WORK TO BE COMPLETED
Using the article on Premier League broadcasting below, answer each question briefly.
(a) How many of the 92 remaining games will Sky Sports broadcast?
(b) Which broadcaster will be showing live Premier League football for the first time?
(c) According to the analyst, what will help drive engagement?

PAGE EXCERPT
□ □ □ □

As football fans rejoice at the return of Premier League after its enforced three month hiatus, pay-TV broadcasters have been told to think outside the box in order to keep the expected bump in subscriptions.
Of the 92 remaining games, Sky Sports will broadcast 64 matches, making 25 of them available free-to-air via its Pick TV channel, BT Sport has the rights to 20 games, Amazon four, and the BBC will broadcast four matches, the first time it has shown live Premier League football.
Tech, media and telco analyst Paolo Pescatore tells TVBEurope that while in theory pay-TV providers will expect to see an increase in subscriptions, the reality will be somewhat different. “In some cases, it will be a return to the norm for most viewers who already have sports as part of a TV bundle,” he says. “Therefore, expect subscriptions to remain constant with maybe a marginal uplift. Arguably, usage will be tricky to gauge and might even see a decline. As lockdown measures ease up, users will be itching to get out to see loved ones and friends given the lovely weather. Therefore, we should be braced for overall usage to decline. Lets not forget more games will be on our screens. That’s why the novel tech innovations will help drive engagement (especially features around highlights).”

□ □ □ □

DATA SUPPLIED
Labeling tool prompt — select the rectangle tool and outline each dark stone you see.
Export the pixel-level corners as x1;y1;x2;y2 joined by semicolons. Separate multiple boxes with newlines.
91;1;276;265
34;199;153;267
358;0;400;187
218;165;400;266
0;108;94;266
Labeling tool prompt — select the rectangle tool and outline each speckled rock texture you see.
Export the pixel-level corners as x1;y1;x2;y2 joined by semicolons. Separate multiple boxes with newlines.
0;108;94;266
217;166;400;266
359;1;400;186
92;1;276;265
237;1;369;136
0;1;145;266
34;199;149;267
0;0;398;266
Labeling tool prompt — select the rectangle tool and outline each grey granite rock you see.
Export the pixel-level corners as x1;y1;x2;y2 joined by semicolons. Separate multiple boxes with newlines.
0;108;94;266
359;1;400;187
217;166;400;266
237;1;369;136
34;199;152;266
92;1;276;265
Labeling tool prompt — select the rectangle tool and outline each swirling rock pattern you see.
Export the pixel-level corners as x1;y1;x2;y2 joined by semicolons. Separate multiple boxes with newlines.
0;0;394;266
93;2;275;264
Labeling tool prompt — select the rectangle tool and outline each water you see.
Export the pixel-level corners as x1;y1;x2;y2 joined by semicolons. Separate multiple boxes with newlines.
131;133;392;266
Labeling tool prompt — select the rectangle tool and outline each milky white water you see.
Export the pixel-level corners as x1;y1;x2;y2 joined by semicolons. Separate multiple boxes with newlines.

□ □ □ □

ANSWER TO THIS EXERCISE
(a) 64 matches.
(b) The BBC.
(c) The novel tech innovations, especially features around highlights.